Problem details
Copy the records below word for word, every line of every one, with nothing changed.

[Start Provided material]

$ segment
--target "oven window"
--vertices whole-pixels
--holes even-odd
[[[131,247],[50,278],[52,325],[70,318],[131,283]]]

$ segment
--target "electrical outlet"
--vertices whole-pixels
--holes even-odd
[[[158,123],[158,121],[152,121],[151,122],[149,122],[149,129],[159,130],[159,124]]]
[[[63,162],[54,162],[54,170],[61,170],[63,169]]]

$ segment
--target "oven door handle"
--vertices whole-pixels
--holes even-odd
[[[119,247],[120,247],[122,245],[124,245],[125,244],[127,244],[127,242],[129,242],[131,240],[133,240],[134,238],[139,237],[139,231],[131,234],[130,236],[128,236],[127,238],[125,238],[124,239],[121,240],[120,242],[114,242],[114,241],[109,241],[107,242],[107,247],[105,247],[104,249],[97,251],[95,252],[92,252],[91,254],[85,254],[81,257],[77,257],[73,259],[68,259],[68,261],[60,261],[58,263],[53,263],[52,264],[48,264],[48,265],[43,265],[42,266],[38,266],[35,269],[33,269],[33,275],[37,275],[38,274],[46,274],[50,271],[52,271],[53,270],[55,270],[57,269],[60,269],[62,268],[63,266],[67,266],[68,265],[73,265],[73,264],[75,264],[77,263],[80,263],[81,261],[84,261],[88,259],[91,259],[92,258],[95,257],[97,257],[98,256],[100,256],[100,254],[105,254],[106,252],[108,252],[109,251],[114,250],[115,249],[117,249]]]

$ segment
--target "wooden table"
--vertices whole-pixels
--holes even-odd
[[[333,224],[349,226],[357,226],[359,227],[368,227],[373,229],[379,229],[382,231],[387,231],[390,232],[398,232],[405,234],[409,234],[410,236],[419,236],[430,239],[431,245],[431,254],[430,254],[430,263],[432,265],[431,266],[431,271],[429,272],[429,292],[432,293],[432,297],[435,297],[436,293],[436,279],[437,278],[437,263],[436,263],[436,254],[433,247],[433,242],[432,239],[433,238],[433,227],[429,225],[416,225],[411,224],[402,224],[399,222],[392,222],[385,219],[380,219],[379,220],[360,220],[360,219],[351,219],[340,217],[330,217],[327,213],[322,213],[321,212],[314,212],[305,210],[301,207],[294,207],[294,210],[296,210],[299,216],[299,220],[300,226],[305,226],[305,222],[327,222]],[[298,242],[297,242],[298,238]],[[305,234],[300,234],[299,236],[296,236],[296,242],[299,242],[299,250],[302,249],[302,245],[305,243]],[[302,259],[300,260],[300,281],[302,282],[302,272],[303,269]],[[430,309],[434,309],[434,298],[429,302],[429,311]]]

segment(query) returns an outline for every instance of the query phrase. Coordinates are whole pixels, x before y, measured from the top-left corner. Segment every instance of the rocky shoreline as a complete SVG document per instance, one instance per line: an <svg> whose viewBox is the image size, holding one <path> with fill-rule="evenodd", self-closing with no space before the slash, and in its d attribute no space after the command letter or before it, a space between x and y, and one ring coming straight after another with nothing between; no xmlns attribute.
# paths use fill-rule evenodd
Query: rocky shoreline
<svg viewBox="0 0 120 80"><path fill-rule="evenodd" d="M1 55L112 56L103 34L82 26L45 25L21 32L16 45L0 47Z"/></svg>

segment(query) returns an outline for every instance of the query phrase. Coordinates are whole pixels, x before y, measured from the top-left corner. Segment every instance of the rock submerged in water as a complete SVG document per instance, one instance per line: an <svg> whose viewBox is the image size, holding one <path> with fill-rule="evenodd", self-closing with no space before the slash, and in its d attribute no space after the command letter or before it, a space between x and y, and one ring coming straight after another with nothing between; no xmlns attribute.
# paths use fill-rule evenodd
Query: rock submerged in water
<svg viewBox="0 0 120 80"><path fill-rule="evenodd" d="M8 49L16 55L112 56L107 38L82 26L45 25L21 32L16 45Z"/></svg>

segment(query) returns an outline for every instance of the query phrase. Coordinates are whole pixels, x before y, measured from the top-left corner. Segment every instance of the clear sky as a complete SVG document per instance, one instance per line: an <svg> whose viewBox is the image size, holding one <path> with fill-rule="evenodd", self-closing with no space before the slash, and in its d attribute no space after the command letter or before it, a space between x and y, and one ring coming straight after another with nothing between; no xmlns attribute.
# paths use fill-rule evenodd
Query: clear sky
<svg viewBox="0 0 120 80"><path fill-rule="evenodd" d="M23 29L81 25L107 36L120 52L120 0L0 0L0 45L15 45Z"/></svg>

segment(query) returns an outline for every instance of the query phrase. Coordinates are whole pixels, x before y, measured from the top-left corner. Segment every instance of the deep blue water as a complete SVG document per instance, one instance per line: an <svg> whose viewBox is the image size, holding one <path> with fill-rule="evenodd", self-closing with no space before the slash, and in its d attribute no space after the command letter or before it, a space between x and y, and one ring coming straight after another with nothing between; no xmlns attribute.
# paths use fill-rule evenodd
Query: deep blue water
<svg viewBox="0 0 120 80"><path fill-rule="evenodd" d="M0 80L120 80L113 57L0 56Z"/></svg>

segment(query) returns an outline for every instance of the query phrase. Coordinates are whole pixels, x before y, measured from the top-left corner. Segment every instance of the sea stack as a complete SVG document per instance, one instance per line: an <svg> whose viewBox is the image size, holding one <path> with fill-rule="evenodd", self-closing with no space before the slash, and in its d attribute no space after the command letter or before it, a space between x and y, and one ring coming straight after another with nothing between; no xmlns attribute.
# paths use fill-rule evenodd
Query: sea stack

[End Provided material]

In response
$ segment
--target "oven window"
--vertices whole-pixels
--holes even-odd
[[[131,247],[50,278],[52,325],[70,318],[131,283]]]

$ segment
--target "electrical outlet"
--vertices whole-pixels
--holes even-odd
[[[158,123],[158,121],[152,121],[151,122],[149,122],[149,129],[159,130],[159,124]]]
[[[63,162],[54,162],[54,170],[61,170],[63,169]]]

$ segment
--target "oven door handle"
--vertices whole-pixels
--holes even-odd
[[[119,247],[120,247],[122,245],[124,245],[125,244],[127,244],[127,242],[129,242],[131,240],[133,240],[134,238],[139,237],[139,231],[131,234],[130,236],[128,236],[127,238],[125,238],[124,239],[121,240],[120,242],[114,242],[114,241],[109,241],[107,242],[107,247],[105,247],[104,249],[97,251],[95,252],[92,252],[91,254],[85,254],[81,257],[77,257],[73,259],[68,259],[68,261],[60,261],[58,263],[53,263],[52,264],[48,264],[48,265],[43,265],[42,266],[38,266],[35,269],[33,269],[33,275],[37,275],[38,274],[46,274],[50,271],[52,271],[53,270],[55,270],[57,269],[60,269],[62,268],[63,266],[67,266],[68,265],[73,265],[73,264],[75,264],[77,263],[80,263],[81,261],[84,261],[88,259],[91,259],[92,258],[95,257],[97,257],[98,256],[100,256],[100,254],[105,254],[106,252],[108,252],[109,251],[114,250],[115,249],[117,249]]]

$ segment
--target "wooden table"
--vertices whole-pixels
--holes even-odd
[[[333,224],[349,226],[357,226],[359,227],[368,227],[373,229],[379,229],[382,231],[387,231],[390,232],[398,232],[405,234],[409,234],[410,236],[419,236],[430,239],[431,245],[431,254],[430,254],[430,263],[432,265],[431,266],[431,271],[429,272],[429,292],[432,293],[432,297],[435,297],[436,293],[436,279],[437,278],[437,263],[436,263],[436,254],[433,247],[433,242],[432,239],[433,238],[433,227],[429,225],[416,225],[411,224],[402,224],[399,222],[392,222],[385,219],[380,219],[379,220],[360,220],[360,219],[351,219],[340,217],[330,217],[327,213],[322,213],[321,212],[314,212],[305,210],[301,207],[294,207],[294,210],[296,210],[299,216],[299,220],[300,226],[305,226],[305,222],[327,222]],[[298,242],[297,242],[298,238]],[[305,234],[300,234],[299,236],[296,236],[296,242],[299,242],[299,250],[302,249],[302,245],[305,243]],[[302,259],[300,260],[300,281],[302,282],[302,272],[303,269]],[[430,309],[434,309],[434,298],[429,302],[429,311]]]

segment(query) returns an outline for every instance of the query phrase. Coordinates are whole pixels, x before y, measured from the top-left corner. Segment every instance of the rocky shoreline as a complete SVG document per instance, one instance per line: an <svg> whose viewBox is the image size, holding one <path> with fill-rule="evenodd", self-closing with no space before the slash, and in its d attribute no space after the command letter or before it, a space between x and y, and one ring coming straight after another with nothing between; no xmlns attribute.
# paths use fill-rule evenodd
Query: rocky shoreline
<svg viewBox="0 0 120 80"><path fill-rule="evenodd" d="M1 55L112 56L103 34L82 26L45 25L21 32L16 45L0 47Z"/></svg>

segment(query) returns an outline for every instance of the query phrase. Coordinates are whole pixels, x before y, measured from the top-left corner. Segment every instance of the rock submerged in water as a complete SVG document per instance, one instance per line: an <svg> whose viewBox is the image size, holding one <path> with fill-rule="evenodd", self-closing with no space before the slash, and in its d attribute no space after the command letter or before it, a space between x and y, and one ring coming straight after another with nothing between; no xmlns attribute.
# paths use fill-rule evenodd
Query: rock submerged in water
<svg viewBox="0 0 120 80"><path fill-rule="evenodd" d="M8 49L16 55L112 56L107 38L82 26L45 25L21 32L16 45Z"/></svg>

segment(query) returns an outline for every instance of the query phrase. Coordinates are whole pixels, x before y, measured from the top-left corner. Segment every instance of the clear sky as a complete SVG document per instance, one instance per line: an <svg> whose viewBox is the image size, holding one <path> with fill-rule="evenodd", self-closing with no space before the slash, and in its d attribute no space after the command letter or before it, a space between x and y, and one ring coming straight after another with nothing between; no xmlns attribute.
# paths use fill-rule evenodd
Query: clear sky
<svg viewBox="0 0 120 80"><path fill-rule="evenodd" d="M23 29L81 25L107 36L120 52L120 0L0 0L0 45L15 45Z"/></svg>

segment(query) returns an outline for every instance of the query phrase. Coordinates are whole pixels, x before y, measured from the top-left corner. Segment every instance of the deep blue water as a complete SVG document per instance, one instance per line: an <svg> whose viewBox is the image size, holding one <path> with fill-rule="evenodd", self-closing with no space before the slash, and in its d attribute no space after the command letter or before it, a space between x and y, and one ring coming straight after another with nothing between; no xmlns attribute.
# paths use fill-rule evenodd
Query: deep blue water
<svg viewBox="0 0 120 80"><path fill-rule="evenodd" d="M0 80L120 80L113 57L0 56Z"/></svg>

segment(query) returns an outline for every instance of the query phrase. Coordinates are whole pixels, x before y, measured from the top-left corner. Segment every instance of the sea stack as a complete SVG document per instance, one instance per line: an <svg> whose viewBox is the image size, holding one <path> with fill-rule="evenodd", self-closing with no space before the slash, and in its d attribute no space after the command letter or before it, a space between x and y, and one ring coming straight after another with nothing between; no xmlns attribute.
# paths use fill-rule evenodd
Query: sea stack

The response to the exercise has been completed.